◆ Reading passage ◆
◆ ◆ ◆ ◆ ◆
If you want the one-line takeaway: workflow-level memory captures reusable knowledge best when tasks are procedurally repetitive and only arguments vary; state-action memory captures it best when success depends on fine-grained, situation-specific interface detail; and the strongest systems carry both (plus causal and tool memory) and let the domain decide which to consult. The interesting open question the corpus points at is not which to choose, but how an agent should learn to route to the right granularity on its own.
Sources 8 notes
Workflow-level memory wins in routine-rich domains, causal-rule memory in environment-rich domains, and state-action memory in spatially-rich web tasks. The optimal abstraction depends on whether task variance comes from arguments, causal structure, or fine-grained UI state.
Agent Workflow Memory induces sub-task routines at finer granularity than full tasks, abstracts example-specific values, and compounds them hierarchically. This produces 24.6% relative gain on Mind2Web and 51.1% on WebArena, with larger gains as train-test gaps widen.
PRAXIS shows that indexing procedures by environment state and local action pairs yields consistent accuracy and reliability gains across VLM backbones on the REAL benchmark, compared to higher-level workflow abstractions that lose click-by-click specifics.
◆ ◆ ◆ ◆ ◆
◆ Your assignment ◆
Answer these from the passage on agent memory:
1. In which kind of domain does causal-rule memory win?
2. What relative gain does Agent Workflow Memory produce on WebArena?
3. On which benchmark does PRAXIS show its gains?

◆ Data to examine ◆
◆ ◆ ◆ ◆ ◆
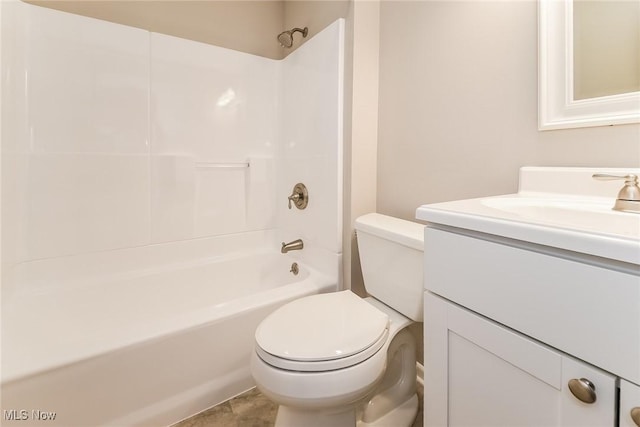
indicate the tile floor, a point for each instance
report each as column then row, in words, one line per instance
column 251, row 409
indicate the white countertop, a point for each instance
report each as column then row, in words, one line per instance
column 557, row 207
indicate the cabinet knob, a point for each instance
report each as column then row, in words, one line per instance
column 583, row 389
column 635, row 415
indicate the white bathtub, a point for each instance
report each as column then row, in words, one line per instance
column 165, row 335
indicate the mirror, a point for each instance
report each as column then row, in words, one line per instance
column 578, row 86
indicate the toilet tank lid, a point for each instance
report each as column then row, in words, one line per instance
column 407, row 233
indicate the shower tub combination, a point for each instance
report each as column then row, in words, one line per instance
column 166, row 331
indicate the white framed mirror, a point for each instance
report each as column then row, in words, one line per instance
column 558, row 107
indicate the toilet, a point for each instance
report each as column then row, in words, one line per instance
column 340, row 360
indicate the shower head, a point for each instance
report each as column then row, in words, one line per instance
column 285, row 38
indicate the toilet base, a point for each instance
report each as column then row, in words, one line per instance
column 402, row 416
column 289, row 417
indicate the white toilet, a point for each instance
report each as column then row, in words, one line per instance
column 339, row 360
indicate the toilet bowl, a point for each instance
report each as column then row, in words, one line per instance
column 340, row 360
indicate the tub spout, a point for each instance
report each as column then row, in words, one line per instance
column 296, row 245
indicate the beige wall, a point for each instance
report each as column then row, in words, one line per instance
column 247, row 26
column 458, row 105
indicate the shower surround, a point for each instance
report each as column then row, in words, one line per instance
column 144, row 198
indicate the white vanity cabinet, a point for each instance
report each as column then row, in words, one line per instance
column 510, row 325
column 493, row 376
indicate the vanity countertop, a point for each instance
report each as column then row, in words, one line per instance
column 556, row 207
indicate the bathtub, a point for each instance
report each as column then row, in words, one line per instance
column 143, row 336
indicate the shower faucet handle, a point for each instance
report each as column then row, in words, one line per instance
column 299, row 196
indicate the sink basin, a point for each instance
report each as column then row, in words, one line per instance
column 592, row 215
column 555, row 207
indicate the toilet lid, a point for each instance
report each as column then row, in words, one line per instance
column 322, row 328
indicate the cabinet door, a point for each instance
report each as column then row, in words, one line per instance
column 629, row 402
column 479, row 373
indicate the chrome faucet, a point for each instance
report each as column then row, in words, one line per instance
column 296, row 245
column 629, row 197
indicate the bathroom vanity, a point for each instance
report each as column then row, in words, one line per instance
column 532, row 305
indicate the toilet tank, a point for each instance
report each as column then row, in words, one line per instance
column 391, row 256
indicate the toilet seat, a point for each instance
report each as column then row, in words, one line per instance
column 321, row 333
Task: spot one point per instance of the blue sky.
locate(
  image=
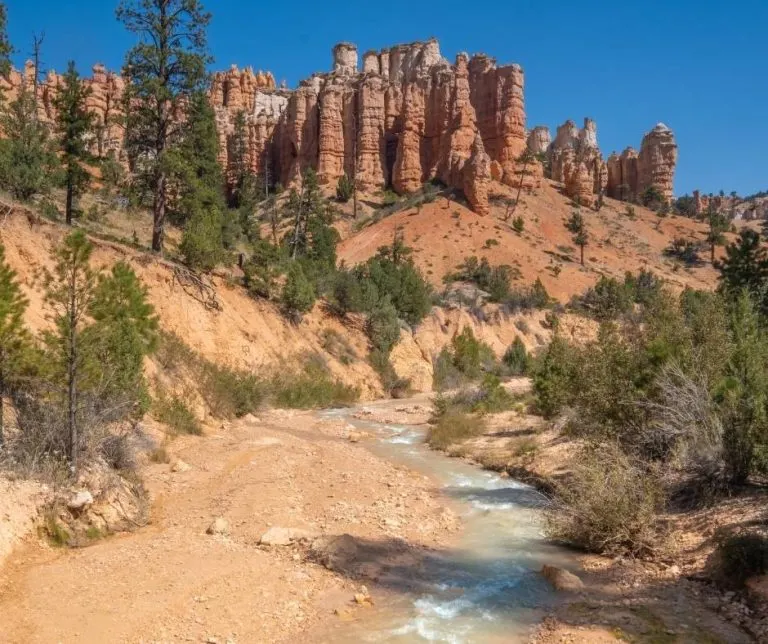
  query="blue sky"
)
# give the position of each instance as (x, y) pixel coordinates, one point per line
(700, 66)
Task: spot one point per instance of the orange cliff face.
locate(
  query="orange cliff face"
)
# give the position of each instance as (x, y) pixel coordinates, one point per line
(407, 117)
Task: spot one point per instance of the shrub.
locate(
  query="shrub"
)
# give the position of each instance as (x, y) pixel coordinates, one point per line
(470, 355)
(174, 412)
(230, 392)
(684, 250)
(312, 387)
(337, 345)
(520, 300)
(345, 188)
(516, 359)
(382, 326)
(454, 427)
(739, 557)
(553, 376)
(607, 506)
(445, 374)
(298, 295)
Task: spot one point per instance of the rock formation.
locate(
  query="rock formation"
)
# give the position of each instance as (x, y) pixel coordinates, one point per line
(575, 160)
(539, 139)
(104, 101)
(657, 160)
(630, 174)
(408, 117)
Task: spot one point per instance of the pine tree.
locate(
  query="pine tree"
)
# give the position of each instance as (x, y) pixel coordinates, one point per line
(718, 224)
(74, 124)
(70, 292)
(28, 162)
(745, 267)
(165, 68)
(298, 296)
(6, 48)
(200, 183)
(14, 338)
(125, 331)
(577, 226)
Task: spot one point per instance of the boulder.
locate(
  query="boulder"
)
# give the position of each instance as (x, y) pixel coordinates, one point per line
(277, 536)
(219, 527)
(80, 500)
(562, 580)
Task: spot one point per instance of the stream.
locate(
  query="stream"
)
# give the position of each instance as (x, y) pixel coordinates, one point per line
(486, 587)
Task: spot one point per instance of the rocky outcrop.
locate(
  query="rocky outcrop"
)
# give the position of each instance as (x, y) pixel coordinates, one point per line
(539, 139)
(657, 160)
(477, 178)
(407, 117)
(104, 102)
(631, 174)
(575, 161)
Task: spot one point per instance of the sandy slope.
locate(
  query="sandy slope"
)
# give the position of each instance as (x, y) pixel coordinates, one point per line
(170, 581)
(444, 233)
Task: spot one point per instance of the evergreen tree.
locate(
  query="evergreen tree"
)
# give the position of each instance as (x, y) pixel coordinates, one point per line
(745, 267)
(14, 338)
(742, 395)
(165, 68)
(577, 226)
(28, 163)
(382, 326)
(718, 224)
(124, 332)
(70, 293)
(74, 124)
(196, 171)
(5, 45)
(298, 296)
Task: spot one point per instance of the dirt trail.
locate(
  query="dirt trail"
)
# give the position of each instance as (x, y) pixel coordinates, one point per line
(170, 581)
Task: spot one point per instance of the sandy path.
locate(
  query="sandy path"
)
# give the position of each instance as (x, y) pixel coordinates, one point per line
(170, 581)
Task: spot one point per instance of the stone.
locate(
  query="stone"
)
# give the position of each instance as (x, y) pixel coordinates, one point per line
(219, 527)
(277, 536)
(576, 161)
(561, 580)
(630, 174)
(180, 466)
(539, 139)
(657, 161)
(80, 500)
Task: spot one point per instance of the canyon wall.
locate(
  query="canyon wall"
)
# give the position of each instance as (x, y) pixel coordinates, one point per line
(574, 159)
(409, 116)
(631, 173)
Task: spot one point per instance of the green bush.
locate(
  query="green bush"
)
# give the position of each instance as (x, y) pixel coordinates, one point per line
(312, 387)
(382, 326)
(516, 359)
(174, 412)
(298, 294)
(608, 505)
(345, 188)
(230, 393)
(454, 427)
(739, 557)
(553, 376)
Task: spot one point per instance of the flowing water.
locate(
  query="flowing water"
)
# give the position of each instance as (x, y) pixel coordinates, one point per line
(486, 588)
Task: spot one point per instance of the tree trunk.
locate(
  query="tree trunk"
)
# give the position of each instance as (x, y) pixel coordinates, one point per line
(70, 190)
(158, 211)
(71, 379)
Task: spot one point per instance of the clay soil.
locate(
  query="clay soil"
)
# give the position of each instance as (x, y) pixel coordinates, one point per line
(170, 581)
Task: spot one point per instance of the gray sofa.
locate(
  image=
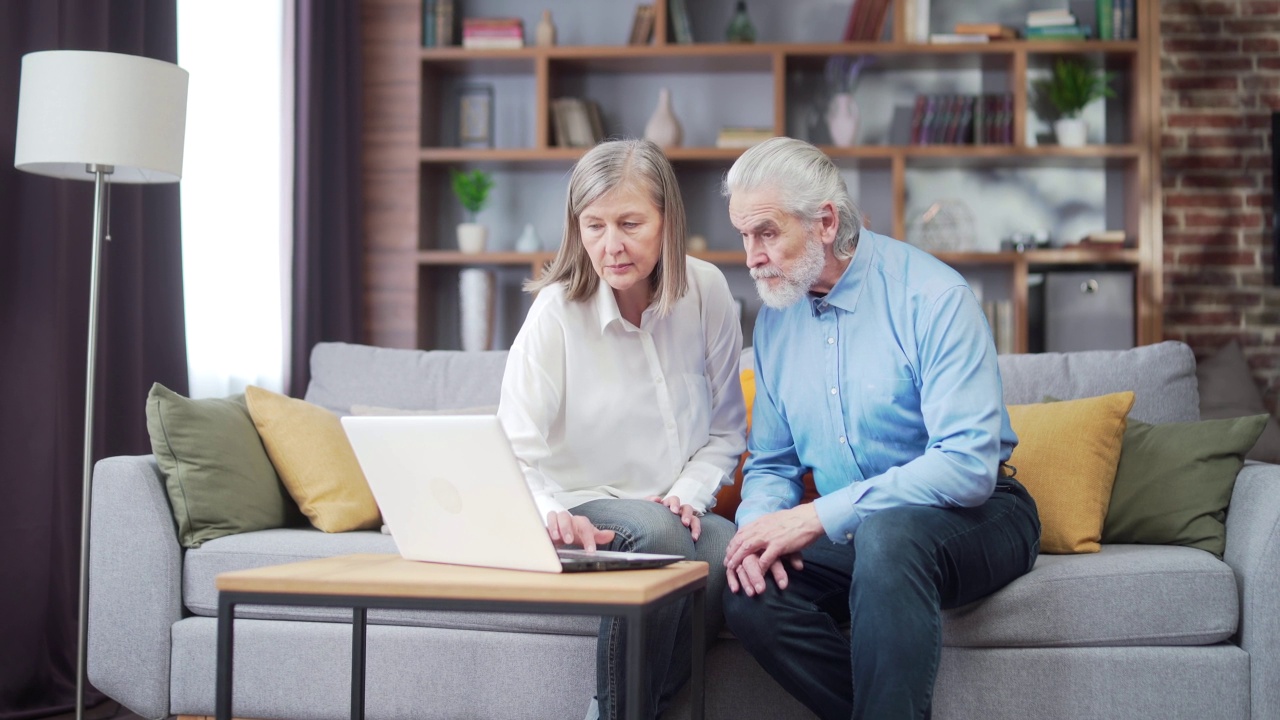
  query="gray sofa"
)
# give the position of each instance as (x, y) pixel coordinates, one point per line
(1130, 632)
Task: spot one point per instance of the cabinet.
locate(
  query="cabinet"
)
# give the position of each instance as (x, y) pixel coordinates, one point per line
(1028, 185)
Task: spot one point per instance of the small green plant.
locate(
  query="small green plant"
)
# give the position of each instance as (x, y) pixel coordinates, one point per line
(1074, 85)
(472, 190)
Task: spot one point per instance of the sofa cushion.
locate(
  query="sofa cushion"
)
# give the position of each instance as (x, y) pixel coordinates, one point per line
(1161, 376)
(292, 545)
(216, 473)
(346, 374)
(315, 461)
(1125, 595)
(1066, 456)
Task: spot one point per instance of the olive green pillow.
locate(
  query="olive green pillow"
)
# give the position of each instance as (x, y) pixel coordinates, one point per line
(1175, 479)
(216, 473)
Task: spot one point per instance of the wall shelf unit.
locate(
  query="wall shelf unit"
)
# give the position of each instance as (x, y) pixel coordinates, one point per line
(1028, 183)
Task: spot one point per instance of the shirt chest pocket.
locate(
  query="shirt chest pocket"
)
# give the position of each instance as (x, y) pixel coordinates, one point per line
(890, 409)
(693, 406)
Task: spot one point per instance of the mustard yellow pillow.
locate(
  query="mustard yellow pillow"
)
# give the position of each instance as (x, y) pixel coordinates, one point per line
(1066, 456)
(315, 461)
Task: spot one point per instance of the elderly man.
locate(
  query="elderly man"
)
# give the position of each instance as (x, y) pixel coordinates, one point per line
(876, 369)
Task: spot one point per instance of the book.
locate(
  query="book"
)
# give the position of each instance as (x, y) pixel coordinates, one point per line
(641, 26)
(680, 27)
(741, 137)
(993, 31)
(956, 37)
◆ ◆ ◆ ◆ ◆
◆ Reply ◆
1. Environment-rich domains.
2. 51.1%.
3. The REAL benchmark.